Work instruction = Your answer should hold exactly the lines from the one containing "of the blue" through the end of the material, and no others.

Provided material =
Segment Open

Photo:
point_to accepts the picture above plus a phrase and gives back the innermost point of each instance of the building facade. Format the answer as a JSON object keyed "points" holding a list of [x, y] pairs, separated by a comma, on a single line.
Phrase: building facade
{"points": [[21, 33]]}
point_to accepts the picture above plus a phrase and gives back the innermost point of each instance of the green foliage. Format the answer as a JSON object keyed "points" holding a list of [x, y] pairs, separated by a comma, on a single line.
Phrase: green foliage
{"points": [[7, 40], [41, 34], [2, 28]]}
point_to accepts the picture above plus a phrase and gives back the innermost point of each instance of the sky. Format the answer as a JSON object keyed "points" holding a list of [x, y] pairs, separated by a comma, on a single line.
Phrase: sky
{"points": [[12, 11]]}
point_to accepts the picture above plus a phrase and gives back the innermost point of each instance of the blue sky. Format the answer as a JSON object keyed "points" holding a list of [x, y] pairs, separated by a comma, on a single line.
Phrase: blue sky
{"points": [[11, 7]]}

Segment Closed

Result of this task =
point_to accepts the picture above plus a phrase and gives back the innermost point of each instance of the blue sky. Format the answer as a JSON object keyed "points" holding a list of [x, y] pairs, separated by a comma, on a single line.
Phrase: blue sky
{"points": [[11, 7]]}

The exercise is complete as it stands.